List as a JSON array of strings the lines of the items below, starting at the line containing "tag woman's hand" and ending at the line containing "[340,192,362,218]", both included. Use one string per line and leave out blank lines.

Available records ::
|---|

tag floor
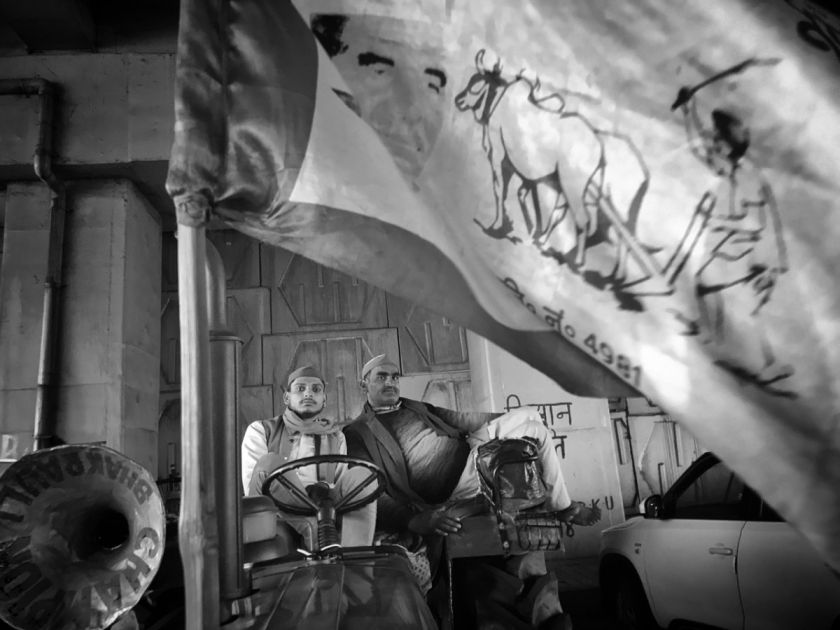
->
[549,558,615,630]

|---|

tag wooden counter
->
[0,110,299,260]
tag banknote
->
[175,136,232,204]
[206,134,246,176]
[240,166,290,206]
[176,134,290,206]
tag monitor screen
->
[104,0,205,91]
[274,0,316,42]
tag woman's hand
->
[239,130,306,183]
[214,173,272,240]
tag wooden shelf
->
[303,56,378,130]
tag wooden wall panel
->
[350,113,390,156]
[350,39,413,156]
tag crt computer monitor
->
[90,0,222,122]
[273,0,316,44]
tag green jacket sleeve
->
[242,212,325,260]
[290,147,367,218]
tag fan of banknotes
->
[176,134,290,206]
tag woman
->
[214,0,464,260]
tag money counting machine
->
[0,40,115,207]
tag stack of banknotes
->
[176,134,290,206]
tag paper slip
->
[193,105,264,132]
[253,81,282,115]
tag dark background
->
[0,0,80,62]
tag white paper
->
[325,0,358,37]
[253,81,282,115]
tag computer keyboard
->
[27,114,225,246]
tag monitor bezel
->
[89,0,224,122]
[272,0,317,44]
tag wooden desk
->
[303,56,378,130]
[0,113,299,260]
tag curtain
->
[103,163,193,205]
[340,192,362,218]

|---|

Answer ::
[
  "tag woman's hand",
  "->",
  "[239,130,306,183]",
  "[214,173,272,240]",
  "tag wooden shelf",
  "->",
  "[303,56,378,130]",
  "tag wooden wall panel",
  "->",
  "[350,113,390,156]",
  "[350,39,413,156]",
  "tag crt computer monitor",
  "->",
  "[90,0,222,122]",
  "[273,0,316,44]",
  "tag green jacket sleeve",
  "->",
  "[242,212,325,260]",
  "[290,147,367,218]",
  "tag fan of banknotes",
  "->",
  "[176,134,290,206]",
  "tag woman",
  "->",
  "[214,0,464,260]",
  "tag money counting machine",
  "->",
  "[0,40,115,207]",
  "tag stack of banknotes",
  "->",
  "[176,134,290,206]",
  "tag paper slip",
  "->",
  "[193,105,264,132]",
  "[253,81,282,115]",
  "tag dark background",
  "->",
  "[0,0,80,62]",
  "tag white paper",
  "->",
  "[325,0,358,37]",
  "[253,81,282,115]",
  "tag computer keyboard",
  "->",
  "[27,114,225,246]",
  "tag monitor bezel",
  "->",
  "[89,0,224,122]",
  "[272,0,317,44]",
  "tag wooden desk",
  "->",
  "[303,56,378,130]",
  "[0,113,299,260]",
  "tag curtain",
  "->",
  "[103,163,193,205]",
  "[340,192,362,218]"
]